_What you have to do_
Could you write out all the items below again, replacing every "instance" with "object" and leaving everything else unchanged?
------------------------------------
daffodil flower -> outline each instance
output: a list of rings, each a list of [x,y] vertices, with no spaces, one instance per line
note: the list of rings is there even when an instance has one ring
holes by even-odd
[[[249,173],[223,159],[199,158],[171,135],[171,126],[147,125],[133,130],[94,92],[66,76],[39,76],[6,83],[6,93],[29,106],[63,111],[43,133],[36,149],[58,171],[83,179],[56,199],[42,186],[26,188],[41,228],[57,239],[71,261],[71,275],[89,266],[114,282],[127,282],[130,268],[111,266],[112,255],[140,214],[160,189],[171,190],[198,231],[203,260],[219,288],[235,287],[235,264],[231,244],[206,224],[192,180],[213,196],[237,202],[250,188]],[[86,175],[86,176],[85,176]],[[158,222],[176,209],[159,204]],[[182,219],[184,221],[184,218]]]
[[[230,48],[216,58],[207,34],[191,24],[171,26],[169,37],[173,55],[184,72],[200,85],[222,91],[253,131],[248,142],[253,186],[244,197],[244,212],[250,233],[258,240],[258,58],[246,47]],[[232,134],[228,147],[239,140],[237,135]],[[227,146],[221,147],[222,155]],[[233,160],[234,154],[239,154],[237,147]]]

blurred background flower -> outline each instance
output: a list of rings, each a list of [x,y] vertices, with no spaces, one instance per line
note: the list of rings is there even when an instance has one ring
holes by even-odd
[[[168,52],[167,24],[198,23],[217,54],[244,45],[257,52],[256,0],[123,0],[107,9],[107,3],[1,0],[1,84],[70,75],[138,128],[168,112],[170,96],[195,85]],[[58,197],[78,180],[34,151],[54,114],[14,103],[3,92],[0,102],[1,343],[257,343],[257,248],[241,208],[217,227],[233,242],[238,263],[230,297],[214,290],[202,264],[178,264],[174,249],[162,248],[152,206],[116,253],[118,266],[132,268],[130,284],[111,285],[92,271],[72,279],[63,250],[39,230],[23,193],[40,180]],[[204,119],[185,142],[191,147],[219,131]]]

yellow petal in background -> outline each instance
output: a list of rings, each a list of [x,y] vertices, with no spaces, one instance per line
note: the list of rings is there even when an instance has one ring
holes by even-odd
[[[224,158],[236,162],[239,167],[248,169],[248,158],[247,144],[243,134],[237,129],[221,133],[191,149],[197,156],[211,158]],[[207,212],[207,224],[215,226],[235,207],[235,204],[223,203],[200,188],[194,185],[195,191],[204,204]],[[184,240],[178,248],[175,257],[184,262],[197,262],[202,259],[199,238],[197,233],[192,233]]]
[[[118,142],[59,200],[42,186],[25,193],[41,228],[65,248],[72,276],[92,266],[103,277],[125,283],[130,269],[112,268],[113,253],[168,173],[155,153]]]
------------------------------------
_Reply to the task_
daffodil flower -> outline each object
output: a list of rings, each a list of [x,y] vertices, with no spaces, one object per line
note: the list of rings is there even when an object has one ring
holes by even-odd
[[[249,173],[223,159],[199,158],[171,135],[171,126],[147,125],[133,130],[94,92],[66,76],[39,76],[6,83],[6,93],[29,106],[63,111],[43,133],[36,149],[58,171],[83,179],[56,199],[42,186],[26,188],[41,228],[57,239],[71,261],[71,275],[89,266],[114,282],[127,282],[130,268],[111,266],[112,255],[140,214],[160,189],[171,190],[198,231],[203,260],[219,288],[235,287],[235,264],[231,244],[206,224],[192,180],[213,196],[237,202],[250,188]],[[86,175],[86,176],[85,176]],[[158,222],[176,209],[159,204]],[[182,219],[184,221],[184,218]]]
[[[230,48],[216,58],[207,34],[191,24],[171,26],[169,37],[173,55],[184,72],[200,85],[222,91],[253,131],[248,142],[253,186],[244,197],[244,212],[250,233],[258,240],[258,58],[246,47]],[[232,134],[228,147],[239,140],[237,135]],[[227,146],[221,147],[222,155]],[[233,160],[234,154],[239,154],[237,147]]]

blurred background flower -> outline each object
output: a list of rings, each a list of [x,y] vertices, with no spaces, one object per line
note: the list of rings is there even when an object has one ring
holes by even-odd
[[[168,52],[167,24],[198,23],[217,54],[244,45],[257,52],[256,0],[123,0],[107,9],[107,3],[1,0],[1,84],[70,75],[138,128],[168,112],[170,96],[195,85]],[[58,197],[78,180],[34,151],[54,114],[14,103],[3,92],[0,102],[1,343],[257,343],[257,248],[241,208],[217,227],[233,242],[238,263],[230,297],[214,290],[202,264],[178,264],[174,249],[162,248],[152,206],[116,253],[118,266],[132,268],[130,284],[111,285],[92,271],[72,279],[63,250],[39,230],[23,193],[40,180]],[[204,119],[185,142],[191,147],[219,131]]]

yellow petal in background -> outline each object
output: a list of rings, each a list of [x,y] vertices, with no spaces, one object per line
note: the list of rings is there even when an object has one ring
holes by even-odd
[[[224,158],[236,162],[239,167],[248,169],[248,158],[247,144],[243,134],[237,129],[221,133],[191,149],[197,156],[211,158]],[[207,212],[207,224],[215,226],[235,207],[235,204],[223,203],[200,188],[194,185],[195,191],[204,204]],[[184,240],[178,248],[175,257],[184,262],[197,262],[202,259],[199,238],[197,233],[192,233]]]
[[[118,142],[59,200],[42,186],[25,193],[41,228],[65,248],[72,276],[92,266],[103,277],[125,283],[130,269],[112,268],[113,253],[168,173],[155,153]]]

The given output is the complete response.